• _Passage provided_
○ ○ ○ ○ ○ ○ ○

If you’re looking for a no-compromise flagship without spending big bucks, a OnePlus phone is probably on your mind. The OnePlus 7 Pro, released earlier this year. signaled the company’s intent to more directly take on full-featured devices such as the Samsung Galaxy S10 and the Huawei P30 Pro. It competed well, and delivered flagship grade performance at almost half the price point.
Five months in, OnePlus is back with an upgrade. Launching on the heels of the drastically updated OnePlus 7T, the OnePlus 7T Pro is a much more modest upgrade.
Here we take a closer look at what makes the hardware tick in the Android Authority OnePlus 7T Pro review.
Update, March 8, 2020: The review was updated to reflect fresh software updates, features as well as the value for money proposition.
OnePlus 7T Pro review: The big picture
The OnePlus 7T Pro is a mid-cycle upgrade to the company’s premium offering. Big enhancements, therefore, are limited. Coming on the heels of one of the fastest phones around, that’s not a bad position to be in. However, if it is speed you need, the OnePlus 7T Pro bumps up its processing prowess by using the absolute newest and most powerful Snapdragon chipset.
OnePlus’ latest device continues to offer an impeccable — and unmatched — price-to-performance ratio. Sure, there’s the Redmi K20 Pro, but MIUI isn’t everyone’s cup of tea. Meanwhile, in India, you can get the ROG Phone 2 at a lower price point. Is the ROG a better phone? For some, sure. But its sheer size and gamer aesthetic are definitely not geared towards mass appeal.
The OnePlus 7T Pro is for those seeking the absolute best without spending top dollar. It nails almost everything you’d want from a 2019 flagship, and the few misses are easy to overlook for the money you save. For everyone else, there’s the OnePlus 7T.
What’s in the box?
- Warp Charge 30T (30W) charging brick
- Red OnePlus USB-A to USB-C cable
- Clear protective case
The box packaging for the OnePlus 7T Pro is, for lack of a better word, a bit excessive. There’s minimalist typography plastered across the front fascia. Inside, you’ll find OnePlus stickers, as well as a letter from the CEO welcoming you to the user community.

○ ○ ○ ○ ○ ○ ○

Entries for labeling object positions:
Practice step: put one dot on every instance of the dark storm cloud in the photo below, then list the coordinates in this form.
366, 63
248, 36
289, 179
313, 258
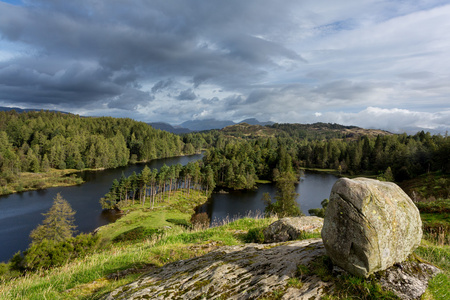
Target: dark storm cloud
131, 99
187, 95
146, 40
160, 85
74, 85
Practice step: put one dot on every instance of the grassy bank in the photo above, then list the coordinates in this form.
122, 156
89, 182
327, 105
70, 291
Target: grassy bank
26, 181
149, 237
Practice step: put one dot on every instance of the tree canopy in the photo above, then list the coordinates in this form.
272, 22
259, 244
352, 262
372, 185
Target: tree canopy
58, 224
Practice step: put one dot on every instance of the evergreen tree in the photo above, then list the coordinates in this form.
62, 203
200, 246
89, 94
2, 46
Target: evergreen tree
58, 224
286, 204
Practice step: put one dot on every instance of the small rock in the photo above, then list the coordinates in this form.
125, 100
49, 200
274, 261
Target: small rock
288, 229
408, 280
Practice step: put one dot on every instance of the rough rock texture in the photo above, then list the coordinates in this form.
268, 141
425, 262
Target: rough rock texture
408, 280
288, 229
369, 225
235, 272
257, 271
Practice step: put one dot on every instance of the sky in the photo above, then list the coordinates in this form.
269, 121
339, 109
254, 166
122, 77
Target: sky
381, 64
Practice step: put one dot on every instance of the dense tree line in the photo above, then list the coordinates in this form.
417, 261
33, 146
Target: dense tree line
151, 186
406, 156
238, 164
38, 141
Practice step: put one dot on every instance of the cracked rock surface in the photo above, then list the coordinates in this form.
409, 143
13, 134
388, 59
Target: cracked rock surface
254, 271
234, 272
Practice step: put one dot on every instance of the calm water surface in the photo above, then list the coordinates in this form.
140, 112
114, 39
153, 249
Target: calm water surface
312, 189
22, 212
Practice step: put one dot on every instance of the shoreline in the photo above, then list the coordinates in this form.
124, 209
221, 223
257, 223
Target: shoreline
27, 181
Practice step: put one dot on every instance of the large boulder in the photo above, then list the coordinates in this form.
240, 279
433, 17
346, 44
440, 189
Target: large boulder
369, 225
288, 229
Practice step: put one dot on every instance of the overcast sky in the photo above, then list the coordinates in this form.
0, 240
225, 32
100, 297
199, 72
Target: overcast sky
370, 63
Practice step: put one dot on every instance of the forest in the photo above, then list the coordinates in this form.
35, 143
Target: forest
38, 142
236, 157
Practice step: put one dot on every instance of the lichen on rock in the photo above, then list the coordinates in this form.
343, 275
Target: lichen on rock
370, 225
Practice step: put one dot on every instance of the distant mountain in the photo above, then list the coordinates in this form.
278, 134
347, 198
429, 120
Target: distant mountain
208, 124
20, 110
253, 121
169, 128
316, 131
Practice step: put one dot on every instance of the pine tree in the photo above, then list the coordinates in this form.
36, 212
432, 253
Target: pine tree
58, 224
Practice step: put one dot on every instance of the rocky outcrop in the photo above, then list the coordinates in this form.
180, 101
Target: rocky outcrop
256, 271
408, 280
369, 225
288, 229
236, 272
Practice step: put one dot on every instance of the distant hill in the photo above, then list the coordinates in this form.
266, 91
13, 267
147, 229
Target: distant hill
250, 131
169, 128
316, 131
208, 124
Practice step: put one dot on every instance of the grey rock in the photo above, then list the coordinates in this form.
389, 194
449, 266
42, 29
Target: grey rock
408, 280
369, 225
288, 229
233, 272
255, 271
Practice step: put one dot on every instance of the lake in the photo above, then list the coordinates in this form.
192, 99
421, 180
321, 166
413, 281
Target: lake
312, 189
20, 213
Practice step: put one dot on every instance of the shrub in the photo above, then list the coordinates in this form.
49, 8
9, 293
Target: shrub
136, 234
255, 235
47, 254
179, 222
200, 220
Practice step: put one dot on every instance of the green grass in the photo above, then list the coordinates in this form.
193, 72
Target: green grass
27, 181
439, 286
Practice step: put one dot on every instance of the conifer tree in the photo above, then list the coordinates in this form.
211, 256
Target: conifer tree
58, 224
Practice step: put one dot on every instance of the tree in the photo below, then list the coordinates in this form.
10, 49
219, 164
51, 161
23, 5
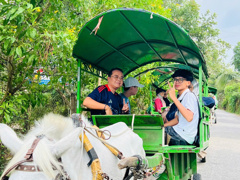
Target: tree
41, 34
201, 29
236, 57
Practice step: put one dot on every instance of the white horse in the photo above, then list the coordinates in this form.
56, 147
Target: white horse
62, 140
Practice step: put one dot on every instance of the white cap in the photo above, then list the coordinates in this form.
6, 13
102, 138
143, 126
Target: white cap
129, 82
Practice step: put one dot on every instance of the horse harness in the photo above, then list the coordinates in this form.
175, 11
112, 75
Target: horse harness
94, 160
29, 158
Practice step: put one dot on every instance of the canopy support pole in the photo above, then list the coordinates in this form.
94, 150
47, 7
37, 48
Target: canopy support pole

○ ○ ○ ○ ○ ○ ○

• _Problems to work on_
- a) In the OnePlus 7T Pro review, what wattage is the charging brick that comes in the box?
- b) Check each statement against the OnePlus 7T Pro review and answer yes or no, quoting the words that decide it: (i) The OnePlus 7T Pro is a more modest upgrade than the OnePlus 7T. (ii) The box includes a black USB-C to USB-C cable. (iii) The review received an update on March 8, 2020.
- c) Pick up the OnePlus 7T Pro review after its final sentence and keep writing in the same voice.

• _Answers for the tasks_
- a) 30W (the Warp Charge 30T brick).

- b)
(i) Yes: "the OnePlus 7T Pro is a much more modest upgrade."
(ii) No: "Red OnePlus USB-A to USB-C cable"
(iii) Yes: "Update, March 8, 2020: The review was updated to reflect fresh software updates, features as well as the value for money proposition."

- c)
Of course, you also get everything you need to get started with the phone — that is, aside from the USB-C headphone adapter that OnePlus and other OEMs have started leaving out of the box. There’s a cheap clear TPU case, which is basic, but functional. It covers the lip of the phone and the back, and provides extra grip and protection.
- 162.6 x 75.9 x 8.8mm
- Pop-up selfie camera
- Gorilla Glass 5 back
- In-display fingerprint scanner
- Stereo speakers
The OnePlus 7T Pro is the tock to the tick of the OnePlus 7 Pro. Part of the company’s mid-cycle refresh, the phone’s design doesn’t garner much of a change. That’s okay, since the OnePlus 7 Pro was already one of the most stunning phones around. The OnePlus 7T Pro, by extension, also looks particularly appealing. Between the curved display, the use of glass on the back, and the minimal bezels, there’s a lot to like here.
Despite the questionable utility of curved displays, aesthetics aside, I like the OnePlus approach towards design. The curvature doesn’t impede daily usability, and it doesn’t go too far out on a limb, like the waterfall display on the Huawei Mate 30 Pro. The 6.67-inch panel stretches out nearly all the way to the edges with exceedingly slim bezels. By hiding the selfie camera within a pop-up mechanism, this is as close as you get to an all-screen design.
The selfie camera functions exactly the same as it does on the OnePlus 7 Pro. That is to say, it is mostly silent, and very quick to activate. In fact, it is fast enough to be used for face unlock if you chose. There’s an optical in-display fingerprint scanner included, too, and it does the job perfectly.
The OnePlus 7T Pro employs soft-touch glass at the back and it feels luxurious. The frosted rear panel doesn’t attract fingerprints and the subtle gradient makes it look elegant. The Nebula Blue color of the OnePlus 7 Pro has been swapped out for an all-new Haze Blue and I think it looks great. That said, unless you like to live dangerously, you’ll want to use a quality case with the phone. Start with the basic TPU case in the box, but be sure to check out OnePlus’ line of fantastic first-party cases.
There’s no excuse for the lack of an IP rating at this price point.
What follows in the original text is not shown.